%%

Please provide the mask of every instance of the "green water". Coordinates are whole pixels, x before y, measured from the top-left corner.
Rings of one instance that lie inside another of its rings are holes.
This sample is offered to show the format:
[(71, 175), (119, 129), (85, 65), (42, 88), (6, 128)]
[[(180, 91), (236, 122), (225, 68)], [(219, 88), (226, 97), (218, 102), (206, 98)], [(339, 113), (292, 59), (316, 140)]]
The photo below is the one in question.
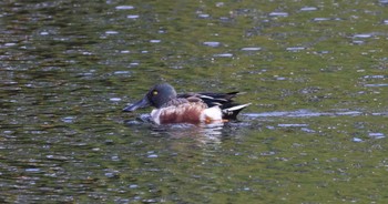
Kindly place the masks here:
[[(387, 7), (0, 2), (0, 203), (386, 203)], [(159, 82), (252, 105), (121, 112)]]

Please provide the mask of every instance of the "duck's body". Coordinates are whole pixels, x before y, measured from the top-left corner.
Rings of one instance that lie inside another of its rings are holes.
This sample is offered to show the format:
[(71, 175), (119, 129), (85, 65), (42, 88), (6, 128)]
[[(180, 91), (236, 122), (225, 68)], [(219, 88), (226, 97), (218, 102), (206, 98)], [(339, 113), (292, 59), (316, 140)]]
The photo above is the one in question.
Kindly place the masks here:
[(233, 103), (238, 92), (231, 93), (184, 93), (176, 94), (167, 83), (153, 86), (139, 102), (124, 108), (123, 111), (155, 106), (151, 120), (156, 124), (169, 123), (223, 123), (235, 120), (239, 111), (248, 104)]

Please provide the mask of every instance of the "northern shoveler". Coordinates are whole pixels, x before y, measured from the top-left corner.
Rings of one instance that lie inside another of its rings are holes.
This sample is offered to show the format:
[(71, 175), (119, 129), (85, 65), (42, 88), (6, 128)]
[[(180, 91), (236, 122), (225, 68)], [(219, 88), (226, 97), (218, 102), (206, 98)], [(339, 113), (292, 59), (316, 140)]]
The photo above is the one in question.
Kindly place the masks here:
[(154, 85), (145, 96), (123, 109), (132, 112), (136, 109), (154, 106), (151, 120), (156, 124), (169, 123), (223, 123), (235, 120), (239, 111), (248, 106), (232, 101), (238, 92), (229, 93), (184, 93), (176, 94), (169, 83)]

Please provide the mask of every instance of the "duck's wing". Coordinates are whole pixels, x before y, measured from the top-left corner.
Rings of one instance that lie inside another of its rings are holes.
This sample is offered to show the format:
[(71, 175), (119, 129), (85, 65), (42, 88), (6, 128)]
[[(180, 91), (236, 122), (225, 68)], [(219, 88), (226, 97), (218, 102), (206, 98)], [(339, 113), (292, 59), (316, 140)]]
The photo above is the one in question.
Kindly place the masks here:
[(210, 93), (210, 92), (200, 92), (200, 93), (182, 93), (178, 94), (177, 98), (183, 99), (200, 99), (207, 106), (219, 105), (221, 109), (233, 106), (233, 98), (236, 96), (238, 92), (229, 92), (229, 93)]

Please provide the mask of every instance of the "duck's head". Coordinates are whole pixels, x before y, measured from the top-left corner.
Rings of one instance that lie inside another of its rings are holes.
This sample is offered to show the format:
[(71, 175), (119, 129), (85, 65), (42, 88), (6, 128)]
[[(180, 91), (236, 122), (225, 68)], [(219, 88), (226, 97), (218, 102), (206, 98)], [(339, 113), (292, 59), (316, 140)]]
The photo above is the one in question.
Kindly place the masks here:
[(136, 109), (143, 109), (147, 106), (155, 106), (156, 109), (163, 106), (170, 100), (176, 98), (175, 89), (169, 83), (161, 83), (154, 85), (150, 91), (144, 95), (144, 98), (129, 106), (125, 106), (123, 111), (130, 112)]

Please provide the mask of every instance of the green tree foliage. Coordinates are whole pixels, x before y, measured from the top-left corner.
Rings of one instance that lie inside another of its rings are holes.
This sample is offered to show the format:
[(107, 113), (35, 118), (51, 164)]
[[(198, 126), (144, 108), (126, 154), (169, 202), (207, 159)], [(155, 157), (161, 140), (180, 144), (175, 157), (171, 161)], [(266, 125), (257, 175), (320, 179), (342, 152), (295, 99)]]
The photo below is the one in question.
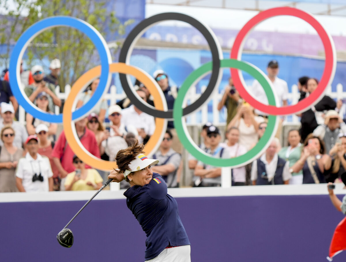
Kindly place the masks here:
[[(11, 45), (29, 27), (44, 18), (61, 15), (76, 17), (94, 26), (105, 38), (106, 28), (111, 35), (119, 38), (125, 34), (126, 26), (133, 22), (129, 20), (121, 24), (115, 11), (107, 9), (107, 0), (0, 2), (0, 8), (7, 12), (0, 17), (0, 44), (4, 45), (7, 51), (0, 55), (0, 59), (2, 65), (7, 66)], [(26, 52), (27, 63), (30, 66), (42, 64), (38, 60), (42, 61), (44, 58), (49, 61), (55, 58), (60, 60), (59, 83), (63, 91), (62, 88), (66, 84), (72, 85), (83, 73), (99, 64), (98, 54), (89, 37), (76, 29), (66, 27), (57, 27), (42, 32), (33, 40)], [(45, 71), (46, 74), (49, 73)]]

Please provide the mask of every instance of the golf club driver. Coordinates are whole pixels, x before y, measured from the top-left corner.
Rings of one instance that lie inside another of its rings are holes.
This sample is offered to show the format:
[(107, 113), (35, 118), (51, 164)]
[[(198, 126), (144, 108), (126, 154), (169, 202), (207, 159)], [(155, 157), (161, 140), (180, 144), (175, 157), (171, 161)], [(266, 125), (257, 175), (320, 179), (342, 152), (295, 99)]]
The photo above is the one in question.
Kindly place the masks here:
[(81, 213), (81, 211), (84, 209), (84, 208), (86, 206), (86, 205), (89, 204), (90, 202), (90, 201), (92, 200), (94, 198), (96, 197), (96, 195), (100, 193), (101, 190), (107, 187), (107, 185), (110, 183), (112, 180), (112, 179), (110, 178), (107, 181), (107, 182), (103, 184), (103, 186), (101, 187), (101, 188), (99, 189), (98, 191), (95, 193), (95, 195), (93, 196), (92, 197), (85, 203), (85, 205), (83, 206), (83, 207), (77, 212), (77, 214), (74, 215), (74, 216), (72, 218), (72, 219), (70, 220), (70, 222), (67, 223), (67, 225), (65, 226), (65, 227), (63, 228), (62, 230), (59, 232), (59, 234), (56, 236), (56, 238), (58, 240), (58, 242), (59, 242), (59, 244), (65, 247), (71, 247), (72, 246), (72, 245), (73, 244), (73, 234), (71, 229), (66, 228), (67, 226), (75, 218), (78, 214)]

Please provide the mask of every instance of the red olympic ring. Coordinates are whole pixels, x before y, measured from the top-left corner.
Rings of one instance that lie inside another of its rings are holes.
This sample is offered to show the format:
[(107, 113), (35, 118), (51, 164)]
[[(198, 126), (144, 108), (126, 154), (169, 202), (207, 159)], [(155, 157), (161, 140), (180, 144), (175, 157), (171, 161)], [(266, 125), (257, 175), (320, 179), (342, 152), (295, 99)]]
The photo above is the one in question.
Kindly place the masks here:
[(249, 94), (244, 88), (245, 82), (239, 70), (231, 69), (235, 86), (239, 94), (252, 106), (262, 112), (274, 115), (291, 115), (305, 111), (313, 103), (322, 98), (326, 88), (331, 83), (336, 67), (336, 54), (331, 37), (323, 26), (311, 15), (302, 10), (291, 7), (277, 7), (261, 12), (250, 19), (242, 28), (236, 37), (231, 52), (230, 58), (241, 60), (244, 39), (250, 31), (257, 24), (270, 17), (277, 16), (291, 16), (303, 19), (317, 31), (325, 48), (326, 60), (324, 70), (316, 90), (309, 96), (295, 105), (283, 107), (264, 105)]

%%
%%

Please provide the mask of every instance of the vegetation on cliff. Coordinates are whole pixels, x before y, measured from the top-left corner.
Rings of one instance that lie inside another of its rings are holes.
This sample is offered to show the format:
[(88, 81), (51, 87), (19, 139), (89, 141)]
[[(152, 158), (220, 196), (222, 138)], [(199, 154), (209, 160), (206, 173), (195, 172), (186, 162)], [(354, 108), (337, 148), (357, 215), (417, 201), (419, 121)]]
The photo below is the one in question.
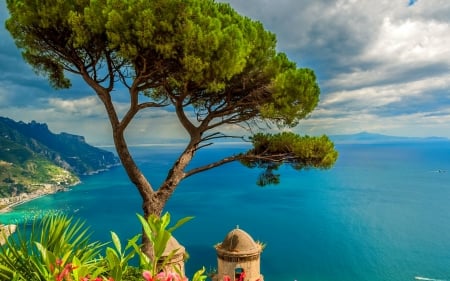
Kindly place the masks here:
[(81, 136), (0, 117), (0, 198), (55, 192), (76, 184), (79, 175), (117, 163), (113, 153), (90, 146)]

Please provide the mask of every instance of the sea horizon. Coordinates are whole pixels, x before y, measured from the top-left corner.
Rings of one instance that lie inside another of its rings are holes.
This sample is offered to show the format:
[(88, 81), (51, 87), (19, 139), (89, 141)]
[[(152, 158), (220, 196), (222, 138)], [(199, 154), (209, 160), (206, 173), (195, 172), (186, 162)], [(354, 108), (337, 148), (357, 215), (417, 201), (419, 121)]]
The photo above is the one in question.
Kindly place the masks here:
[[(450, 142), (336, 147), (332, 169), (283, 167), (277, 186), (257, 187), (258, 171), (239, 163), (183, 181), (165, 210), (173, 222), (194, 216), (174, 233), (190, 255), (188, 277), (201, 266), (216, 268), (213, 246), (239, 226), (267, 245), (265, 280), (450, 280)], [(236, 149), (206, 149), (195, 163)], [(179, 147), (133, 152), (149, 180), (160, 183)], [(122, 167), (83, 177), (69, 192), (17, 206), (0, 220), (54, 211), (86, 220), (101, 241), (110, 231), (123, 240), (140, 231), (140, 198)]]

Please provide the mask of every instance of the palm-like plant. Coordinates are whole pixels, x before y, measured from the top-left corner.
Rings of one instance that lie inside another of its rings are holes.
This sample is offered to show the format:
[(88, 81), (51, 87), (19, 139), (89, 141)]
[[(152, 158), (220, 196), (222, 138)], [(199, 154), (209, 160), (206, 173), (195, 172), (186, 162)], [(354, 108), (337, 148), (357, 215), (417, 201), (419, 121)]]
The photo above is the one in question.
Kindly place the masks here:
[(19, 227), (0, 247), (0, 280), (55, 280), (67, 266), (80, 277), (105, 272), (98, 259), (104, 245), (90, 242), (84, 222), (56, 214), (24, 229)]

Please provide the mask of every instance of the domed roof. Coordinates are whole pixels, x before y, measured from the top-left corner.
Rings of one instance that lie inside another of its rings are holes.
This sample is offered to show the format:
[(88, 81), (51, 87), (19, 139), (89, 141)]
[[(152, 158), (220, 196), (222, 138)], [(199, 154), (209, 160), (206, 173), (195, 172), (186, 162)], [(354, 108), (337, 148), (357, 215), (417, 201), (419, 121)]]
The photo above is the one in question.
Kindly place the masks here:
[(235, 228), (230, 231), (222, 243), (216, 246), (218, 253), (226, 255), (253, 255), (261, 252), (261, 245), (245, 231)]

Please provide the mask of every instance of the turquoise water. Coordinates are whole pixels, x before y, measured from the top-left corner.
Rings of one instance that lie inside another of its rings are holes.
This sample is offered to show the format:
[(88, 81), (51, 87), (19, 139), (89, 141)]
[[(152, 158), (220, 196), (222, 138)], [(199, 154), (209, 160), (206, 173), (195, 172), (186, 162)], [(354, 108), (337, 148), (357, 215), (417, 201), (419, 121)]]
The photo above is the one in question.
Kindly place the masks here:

%%

GIVEN EXERCISE:
List every line in the rows above that contains the word "duck", copying each line in full.

WRITTEN RESPONSE:
Please provide the mask of every instance of the "duck's body". Coordinates are whole pixels, x before y, measured from the top-left corner.
Please provide the mask of every instance of the "duck's wing". Coordinates are whole pixels, x before y, measured from the top-left corner.
Please provide the mask of every instance of the "duck's head". Coordinates are whole pixels, x before y, measured from the top-left corner.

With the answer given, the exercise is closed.